• EXERCISE GOAL:
Among the entries below, which lines include the string "hanging"? Show each one.

[Photo-based referring expression data]
-----

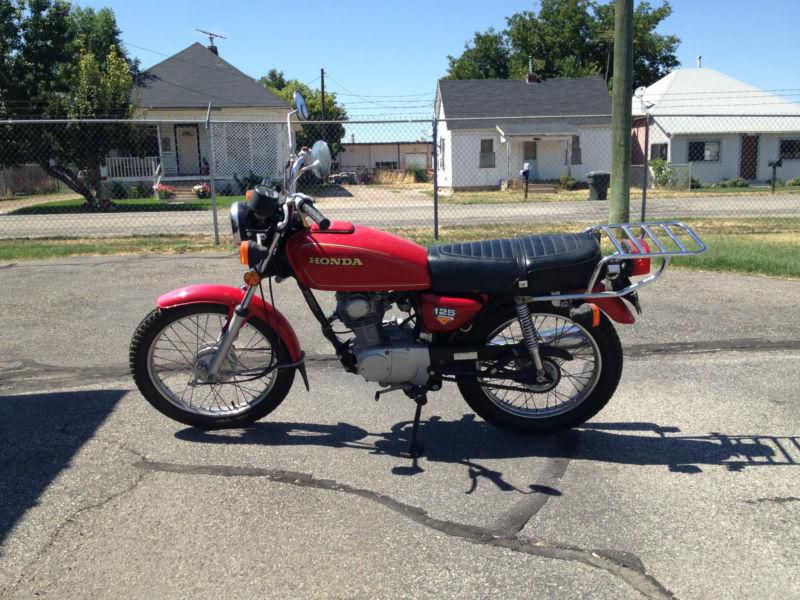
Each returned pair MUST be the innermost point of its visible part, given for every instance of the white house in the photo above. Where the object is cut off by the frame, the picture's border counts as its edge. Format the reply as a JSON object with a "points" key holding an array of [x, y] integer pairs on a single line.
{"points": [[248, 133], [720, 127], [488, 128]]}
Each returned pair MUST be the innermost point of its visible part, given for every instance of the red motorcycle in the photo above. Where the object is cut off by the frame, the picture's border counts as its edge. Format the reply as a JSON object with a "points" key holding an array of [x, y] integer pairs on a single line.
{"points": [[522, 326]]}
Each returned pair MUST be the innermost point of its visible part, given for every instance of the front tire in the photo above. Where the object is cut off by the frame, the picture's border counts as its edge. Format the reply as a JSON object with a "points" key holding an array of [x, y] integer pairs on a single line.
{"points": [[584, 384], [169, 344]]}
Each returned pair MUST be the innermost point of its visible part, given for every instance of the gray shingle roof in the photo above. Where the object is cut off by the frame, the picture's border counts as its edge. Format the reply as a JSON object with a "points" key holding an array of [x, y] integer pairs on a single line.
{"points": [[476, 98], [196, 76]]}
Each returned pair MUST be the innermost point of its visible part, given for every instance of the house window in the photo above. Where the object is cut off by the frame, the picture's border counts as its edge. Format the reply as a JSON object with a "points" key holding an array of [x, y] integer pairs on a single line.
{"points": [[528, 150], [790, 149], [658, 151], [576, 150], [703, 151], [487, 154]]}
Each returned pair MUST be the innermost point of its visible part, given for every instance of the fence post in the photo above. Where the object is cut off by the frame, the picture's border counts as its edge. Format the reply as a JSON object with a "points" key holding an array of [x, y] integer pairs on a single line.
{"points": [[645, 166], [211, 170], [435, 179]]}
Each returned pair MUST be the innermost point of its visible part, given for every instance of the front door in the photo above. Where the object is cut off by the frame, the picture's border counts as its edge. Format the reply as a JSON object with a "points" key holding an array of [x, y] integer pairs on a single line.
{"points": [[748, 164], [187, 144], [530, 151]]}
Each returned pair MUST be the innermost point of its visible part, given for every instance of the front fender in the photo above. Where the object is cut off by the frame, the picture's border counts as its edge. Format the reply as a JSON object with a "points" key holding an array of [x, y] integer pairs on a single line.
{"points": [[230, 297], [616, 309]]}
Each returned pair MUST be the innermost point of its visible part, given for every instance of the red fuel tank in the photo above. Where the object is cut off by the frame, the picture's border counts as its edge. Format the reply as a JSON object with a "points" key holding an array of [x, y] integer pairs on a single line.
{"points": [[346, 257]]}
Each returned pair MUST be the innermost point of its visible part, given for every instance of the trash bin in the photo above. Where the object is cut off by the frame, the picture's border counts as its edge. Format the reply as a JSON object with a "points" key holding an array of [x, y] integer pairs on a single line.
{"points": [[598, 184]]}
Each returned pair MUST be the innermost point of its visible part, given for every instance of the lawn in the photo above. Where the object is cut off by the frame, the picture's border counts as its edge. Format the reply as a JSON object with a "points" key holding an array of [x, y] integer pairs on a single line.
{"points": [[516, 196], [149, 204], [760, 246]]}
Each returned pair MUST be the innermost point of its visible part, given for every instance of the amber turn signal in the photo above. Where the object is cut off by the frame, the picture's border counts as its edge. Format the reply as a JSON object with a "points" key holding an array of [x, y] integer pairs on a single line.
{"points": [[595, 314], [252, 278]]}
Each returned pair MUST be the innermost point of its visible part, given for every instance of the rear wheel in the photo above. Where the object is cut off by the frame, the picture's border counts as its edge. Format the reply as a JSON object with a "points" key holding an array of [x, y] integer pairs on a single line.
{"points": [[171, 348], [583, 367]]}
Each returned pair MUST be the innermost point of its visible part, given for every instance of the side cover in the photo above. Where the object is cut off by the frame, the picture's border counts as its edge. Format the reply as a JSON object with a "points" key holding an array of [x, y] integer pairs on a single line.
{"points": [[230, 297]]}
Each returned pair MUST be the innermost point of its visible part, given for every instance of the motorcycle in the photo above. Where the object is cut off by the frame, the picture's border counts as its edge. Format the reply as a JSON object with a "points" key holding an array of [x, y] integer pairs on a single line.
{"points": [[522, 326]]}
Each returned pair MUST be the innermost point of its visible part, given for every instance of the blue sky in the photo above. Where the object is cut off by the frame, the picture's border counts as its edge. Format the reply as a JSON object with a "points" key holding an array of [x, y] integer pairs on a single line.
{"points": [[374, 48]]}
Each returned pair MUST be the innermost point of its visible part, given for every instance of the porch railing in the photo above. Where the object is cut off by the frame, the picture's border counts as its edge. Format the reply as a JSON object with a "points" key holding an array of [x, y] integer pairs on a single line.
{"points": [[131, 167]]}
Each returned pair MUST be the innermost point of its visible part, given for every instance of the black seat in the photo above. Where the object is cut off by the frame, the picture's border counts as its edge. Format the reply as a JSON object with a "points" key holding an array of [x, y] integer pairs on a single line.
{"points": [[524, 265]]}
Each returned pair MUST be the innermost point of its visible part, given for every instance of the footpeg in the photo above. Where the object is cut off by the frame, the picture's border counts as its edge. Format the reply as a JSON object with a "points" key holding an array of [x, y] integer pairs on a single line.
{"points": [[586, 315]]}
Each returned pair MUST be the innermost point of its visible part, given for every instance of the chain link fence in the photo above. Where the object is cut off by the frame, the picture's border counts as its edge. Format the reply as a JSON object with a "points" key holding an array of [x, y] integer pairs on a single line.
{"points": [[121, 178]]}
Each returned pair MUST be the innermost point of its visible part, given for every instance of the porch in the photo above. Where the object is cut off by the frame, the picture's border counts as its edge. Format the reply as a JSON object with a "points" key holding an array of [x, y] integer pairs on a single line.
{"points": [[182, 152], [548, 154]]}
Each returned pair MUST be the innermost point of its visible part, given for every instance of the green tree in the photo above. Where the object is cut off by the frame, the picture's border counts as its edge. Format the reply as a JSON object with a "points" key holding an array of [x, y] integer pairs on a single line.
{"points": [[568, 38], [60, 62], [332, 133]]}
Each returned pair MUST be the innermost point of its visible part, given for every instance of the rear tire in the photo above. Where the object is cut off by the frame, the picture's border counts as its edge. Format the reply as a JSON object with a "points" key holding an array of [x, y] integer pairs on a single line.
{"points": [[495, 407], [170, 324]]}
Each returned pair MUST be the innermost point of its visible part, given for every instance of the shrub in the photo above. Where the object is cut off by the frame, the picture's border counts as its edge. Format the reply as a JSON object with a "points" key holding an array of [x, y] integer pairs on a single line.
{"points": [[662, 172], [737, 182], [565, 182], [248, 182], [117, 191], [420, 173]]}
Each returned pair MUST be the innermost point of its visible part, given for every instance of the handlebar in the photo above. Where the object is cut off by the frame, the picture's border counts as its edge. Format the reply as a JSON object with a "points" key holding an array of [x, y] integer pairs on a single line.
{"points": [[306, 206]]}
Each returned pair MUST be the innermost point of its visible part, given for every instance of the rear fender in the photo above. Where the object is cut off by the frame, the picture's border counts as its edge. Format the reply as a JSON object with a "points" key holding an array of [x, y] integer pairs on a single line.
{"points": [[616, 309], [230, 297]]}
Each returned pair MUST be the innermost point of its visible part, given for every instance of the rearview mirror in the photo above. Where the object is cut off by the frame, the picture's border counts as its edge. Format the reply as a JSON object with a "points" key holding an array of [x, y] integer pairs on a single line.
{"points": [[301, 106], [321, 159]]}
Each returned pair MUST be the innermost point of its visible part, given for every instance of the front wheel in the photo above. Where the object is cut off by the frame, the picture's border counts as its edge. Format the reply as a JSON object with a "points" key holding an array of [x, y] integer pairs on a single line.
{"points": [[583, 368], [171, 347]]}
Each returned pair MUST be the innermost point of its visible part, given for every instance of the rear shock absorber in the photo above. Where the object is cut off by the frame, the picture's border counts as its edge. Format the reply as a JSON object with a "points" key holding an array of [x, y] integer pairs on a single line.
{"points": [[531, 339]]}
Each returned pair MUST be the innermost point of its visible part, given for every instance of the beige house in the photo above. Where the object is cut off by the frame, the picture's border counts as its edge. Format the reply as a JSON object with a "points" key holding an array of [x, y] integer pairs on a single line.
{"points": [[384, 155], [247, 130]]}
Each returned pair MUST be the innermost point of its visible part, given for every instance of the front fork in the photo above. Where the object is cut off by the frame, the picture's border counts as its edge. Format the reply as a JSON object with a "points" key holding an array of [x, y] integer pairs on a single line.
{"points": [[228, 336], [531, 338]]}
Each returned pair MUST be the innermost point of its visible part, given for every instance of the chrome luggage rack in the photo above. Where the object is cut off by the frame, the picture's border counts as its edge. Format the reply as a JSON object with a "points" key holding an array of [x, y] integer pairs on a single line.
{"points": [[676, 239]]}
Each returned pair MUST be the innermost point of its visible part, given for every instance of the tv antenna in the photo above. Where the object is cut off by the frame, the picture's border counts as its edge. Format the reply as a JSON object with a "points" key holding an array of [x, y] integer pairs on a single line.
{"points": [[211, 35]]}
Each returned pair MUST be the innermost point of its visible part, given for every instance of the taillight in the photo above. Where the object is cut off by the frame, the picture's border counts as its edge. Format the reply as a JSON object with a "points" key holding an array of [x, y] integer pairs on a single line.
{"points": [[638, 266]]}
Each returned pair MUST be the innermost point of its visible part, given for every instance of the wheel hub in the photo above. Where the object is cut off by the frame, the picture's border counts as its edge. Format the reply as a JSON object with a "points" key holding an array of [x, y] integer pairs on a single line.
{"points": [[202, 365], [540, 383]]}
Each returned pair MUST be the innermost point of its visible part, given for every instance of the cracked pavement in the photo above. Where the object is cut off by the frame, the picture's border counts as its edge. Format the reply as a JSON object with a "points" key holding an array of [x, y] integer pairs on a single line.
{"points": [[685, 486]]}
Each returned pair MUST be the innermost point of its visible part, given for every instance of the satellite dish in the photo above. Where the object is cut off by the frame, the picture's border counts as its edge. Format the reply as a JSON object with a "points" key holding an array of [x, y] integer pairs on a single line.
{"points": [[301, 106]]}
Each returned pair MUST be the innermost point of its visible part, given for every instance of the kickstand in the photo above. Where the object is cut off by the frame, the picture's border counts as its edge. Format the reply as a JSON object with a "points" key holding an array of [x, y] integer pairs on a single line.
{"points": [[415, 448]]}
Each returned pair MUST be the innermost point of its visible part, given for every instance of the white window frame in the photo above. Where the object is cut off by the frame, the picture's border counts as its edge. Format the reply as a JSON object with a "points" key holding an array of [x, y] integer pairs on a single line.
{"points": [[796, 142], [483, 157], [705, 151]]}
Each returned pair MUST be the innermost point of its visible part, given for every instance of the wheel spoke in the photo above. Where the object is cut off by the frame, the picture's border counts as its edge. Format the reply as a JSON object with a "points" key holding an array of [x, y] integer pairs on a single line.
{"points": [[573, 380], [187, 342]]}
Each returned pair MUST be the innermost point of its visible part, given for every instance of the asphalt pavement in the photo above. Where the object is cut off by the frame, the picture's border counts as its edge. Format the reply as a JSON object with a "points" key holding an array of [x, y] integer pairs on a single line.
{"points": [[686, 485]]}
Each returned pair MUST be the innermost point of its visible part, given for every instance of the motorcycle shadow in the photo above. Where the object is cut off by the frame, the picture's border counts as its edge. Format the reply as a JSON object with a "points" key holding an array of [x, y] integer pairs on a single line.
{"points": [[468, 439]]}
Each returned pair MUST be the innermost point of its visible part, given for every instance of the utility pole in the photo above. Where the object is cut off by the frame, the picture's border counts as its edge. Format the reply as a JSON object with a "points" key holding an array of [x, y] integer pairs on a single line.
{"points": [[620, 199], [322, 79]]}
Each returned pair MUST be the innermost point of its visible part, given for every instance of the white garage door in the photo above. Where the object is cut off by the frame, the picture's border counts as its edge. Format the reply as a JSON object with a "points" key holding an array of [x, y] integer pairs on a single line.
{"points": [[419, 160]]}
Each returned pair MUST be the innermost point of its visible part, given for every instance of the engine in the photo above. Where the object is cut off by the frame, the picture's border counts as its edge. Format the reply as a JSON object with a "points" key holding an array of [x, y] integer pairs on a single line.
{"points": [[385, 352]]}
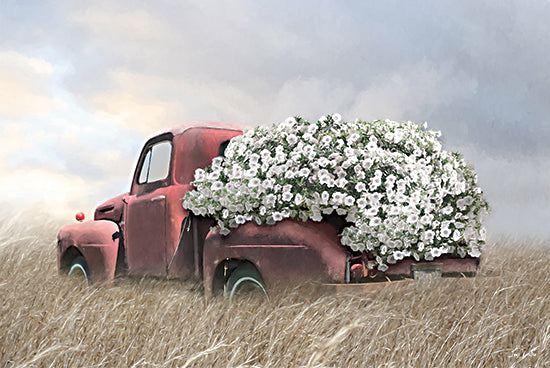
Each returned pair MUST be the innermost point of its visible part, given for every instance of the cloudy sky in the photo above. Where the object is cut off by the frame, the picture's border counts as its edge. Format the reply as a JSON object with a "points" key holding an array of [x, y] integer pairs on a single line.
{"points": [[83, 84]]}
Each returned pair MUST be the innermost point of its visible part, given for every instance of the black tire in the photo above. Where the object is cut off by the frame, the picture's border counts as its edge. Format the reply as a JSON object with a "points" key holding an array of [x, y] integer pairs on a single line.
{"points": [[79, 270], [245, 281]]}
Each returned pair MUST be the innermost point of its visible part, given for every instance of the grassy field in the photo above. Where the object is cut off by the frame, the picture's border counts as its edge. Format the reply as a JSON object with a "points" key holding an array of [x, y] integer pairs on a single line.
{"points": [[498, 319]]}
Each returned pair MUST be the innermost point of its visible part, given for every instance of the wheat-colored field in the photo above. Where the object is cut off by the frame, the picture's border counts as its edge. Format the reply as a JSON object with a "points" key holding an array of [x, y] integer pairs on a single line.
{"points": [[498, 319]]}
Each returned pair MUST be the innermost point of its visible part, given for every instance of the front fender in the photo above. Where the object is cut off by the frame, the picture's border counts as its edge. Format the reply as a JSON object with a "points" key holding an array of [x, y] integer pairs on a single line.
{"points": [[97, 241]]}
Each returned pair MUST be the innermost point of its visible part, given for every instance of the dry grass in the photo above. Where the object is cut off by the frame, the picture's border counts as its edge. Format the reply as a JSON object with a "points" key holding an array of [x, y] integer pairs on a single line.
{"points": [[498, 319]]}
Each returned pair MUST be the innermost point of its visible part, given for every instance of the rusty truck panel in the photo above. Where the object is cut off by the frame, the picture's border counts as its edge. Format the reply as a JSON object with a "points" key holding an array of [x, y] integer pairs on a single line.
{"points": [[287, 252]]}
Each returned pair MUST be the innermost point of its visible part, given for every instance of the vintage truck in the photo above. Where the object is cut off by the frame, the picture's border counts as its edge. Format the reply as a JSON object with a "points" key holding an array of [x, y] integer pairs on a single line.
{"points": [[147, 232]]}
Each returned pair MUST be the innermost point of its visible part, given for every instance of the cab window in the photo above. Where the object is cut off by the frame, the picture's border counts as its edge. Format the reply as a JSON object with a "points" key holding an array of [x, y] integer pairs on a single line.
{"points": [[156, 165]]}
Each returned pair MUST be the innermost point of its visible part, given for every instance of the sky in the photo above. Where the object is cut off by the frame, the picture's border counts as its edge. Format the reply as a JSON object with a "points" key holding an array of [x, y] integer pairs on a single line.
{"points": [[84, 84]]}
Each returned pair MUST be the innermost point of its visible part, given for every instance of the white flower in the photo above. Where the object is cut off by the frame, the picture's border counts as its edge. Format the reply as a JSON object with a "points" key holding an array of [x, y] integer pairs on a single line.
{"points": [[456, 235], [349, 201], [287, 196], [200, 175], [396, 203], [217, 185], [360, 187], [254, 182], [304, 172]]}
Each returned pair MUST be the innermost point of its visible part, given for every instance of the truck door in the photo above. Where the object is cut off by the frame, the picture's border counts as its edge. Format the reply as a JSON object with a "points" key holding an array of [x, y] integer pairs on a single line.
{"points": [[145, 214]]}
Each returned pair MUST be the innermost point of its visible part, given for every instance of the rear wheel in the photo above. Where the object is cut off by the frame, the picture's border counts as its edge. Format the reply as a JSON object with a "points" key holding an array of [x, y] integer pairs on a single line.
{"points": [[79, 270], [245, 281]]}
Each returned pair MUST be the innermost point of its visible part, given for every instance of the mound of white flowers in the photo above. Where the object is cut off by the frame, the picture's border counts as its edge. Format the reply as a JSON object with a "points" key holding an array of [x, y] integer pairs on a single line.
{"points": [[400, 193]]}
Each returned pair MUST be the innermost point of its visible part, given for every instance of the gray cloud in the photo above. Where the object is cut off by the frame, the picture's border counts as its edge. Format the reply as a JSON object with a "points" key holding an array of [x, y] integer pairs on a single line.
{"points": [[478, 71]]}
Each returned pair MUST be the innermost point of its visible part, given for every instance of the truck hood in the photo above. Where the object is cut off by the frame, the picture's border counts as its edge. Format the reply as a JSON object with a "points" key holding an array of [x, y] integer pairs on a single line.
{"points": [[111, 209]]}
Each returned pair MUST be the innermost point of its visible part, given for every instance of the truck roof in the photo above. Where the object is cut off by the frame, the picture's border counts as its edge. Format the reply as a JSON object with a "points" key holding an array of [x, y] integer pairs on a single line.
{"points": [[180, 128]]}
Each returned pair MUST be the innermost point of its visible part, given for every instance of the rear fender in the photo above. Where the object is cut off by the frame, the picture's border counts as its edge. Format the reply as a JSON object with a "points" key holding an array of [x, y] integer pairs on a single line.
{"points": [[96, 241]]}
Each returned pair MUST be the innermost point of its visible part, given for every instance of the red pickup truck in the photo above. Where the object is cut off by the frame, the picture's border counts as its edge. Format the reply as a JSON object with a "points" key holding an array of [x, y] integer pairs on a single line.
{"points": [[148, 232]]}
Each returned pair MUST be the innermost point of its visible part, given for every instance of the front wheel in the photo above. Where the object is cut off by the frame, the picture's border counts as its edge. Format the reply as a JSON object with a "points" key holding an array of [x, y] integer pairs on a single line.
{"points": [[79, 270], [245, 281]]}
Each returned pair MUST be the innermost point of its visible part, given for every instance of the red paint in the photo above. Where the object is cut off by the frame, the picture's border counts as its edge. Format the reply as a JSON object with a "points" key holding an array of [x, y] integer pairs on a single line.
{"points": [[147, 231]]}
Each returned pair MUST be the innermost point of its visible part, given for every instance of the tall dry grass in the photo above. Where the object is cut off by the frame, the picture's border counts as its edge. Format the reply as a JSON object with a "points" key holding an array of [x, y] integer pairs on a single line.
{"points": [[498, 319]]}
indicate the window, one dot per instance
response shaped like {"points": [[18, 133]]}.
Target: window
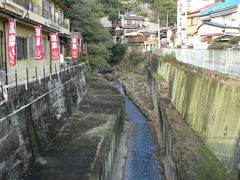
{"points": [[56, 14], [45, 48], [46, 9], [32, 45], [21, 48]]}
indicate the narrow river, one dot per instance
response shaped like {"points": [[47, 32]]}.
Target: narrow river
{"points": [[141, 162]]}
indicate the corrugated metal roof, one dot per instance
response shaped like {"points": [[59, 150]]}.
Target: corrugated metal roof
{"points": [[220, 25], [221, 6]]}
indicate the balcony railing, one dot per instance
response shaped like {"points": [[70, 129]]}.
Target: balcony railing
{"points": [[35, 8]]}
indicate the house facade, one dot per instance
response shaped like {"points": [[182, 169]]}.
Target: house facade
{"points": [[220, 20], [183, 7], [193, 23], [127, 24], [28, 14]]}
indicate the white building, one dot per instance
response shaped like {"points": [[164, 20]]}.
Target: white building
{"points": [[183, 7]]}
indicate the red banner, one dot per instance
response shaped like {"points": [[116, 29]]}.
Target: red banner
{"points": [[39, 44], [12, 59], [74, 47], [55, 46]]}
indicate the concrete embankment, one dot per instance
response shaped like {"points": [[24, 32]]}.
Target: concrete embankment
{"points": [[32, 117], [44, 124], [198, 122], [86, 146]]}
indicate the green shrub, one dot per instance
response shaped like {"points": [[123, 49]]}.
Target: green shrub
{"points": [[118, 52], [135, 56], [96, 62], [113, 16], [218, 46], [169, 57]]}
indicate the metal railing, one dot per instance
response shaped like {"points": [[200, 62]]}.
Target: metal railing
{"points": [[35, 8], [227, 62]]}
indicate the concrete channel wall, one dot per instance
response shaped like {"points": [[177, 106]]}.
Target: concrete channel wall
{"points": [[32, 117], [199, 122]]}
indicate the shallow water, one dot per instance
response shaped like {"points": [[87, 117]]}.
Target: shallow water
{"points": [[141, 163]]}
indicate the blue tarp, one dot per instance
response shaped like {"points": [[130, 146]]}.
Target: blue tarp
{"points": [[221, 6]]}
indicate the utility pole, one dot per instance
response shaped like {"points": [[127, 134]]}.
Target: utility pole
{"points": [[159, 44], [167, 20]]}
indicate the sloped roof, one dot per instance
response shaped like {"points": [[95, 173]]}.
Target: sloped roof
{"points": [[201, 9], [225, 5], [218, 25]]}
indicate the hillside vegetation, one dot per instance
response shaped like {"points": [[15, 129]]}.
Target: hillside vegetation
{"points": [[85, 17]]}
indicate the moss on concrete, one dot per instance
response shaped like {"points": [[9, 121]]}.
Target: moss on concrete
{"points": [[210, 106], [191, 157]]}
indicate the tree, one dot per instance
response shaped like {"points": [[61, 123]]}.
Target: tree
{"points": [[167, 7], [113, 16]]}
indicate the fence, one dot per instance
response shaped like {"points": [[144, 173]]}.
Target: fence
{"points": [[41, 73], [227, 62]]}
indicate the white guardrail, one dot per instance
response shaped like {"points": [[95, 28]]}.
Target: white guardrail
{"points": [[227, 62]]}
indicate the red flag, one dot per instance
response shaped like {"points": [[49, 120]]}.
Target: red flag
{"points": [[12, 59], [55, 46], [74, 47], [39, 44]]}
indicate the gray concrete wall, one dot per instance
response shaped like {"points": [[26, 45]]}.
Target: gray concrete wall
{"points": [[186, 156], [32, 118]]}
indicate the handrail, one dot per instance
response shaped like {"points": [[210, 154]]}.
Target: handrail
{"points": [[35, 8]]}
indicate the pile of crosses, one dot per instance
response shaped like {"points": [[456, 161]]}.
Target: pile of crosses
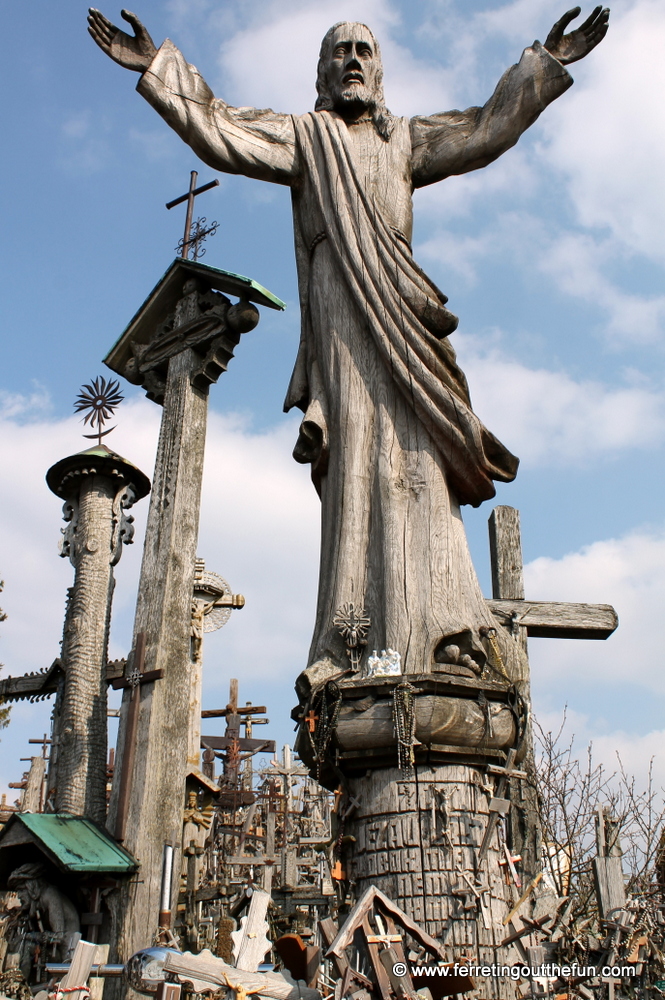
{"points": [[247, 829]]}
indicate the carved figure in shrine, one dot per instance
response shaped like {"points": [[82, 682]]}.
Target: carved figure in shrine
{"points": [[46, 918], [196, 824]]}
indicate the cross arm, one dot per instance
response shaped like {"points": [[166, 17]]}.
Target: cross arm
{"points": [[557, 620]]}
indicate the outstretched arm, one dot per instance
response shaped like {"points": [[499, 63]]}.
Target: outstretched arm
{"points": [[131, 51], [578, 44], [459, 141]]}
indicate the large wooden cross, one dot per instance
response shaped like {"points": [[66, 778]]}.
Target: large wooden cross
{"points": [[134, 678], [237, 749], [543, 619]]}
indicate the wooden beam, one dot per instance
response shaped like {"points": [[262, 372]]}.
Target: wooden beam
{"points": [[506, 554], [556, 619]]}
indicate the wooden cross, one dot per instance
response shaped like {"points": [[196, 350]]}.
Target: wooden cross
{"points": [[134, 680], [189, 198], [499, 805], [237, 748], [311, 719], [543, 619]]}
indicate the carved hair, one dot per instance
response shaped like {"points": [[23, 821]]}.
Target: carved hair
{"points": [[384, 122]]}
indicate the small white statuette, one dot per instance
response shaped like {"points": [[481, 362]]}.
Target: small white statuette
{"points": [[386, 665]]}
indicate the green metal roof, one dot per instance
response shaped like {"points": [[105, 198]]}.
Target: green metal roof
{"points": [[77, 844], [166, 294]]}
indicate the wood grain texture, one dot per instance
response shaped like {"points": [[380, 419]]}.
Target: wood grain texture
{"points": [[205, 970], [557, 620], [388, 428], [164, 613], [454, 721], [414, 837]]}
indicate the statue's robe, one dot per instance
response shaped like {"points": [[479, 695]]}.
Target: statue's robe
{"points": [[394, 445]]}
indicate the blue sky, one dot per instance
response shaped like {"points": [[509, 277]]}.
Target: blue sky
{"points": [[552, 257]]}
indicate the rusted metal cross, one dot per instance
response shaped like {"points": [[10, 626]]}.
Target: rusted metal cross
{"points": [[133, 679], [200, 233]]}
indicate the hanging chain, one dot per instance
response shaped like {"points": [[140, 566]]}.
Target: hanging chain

-----

• COMPLETED EXERCISE:
indicate the hanging chain, one dot per instance
Target: hanging chain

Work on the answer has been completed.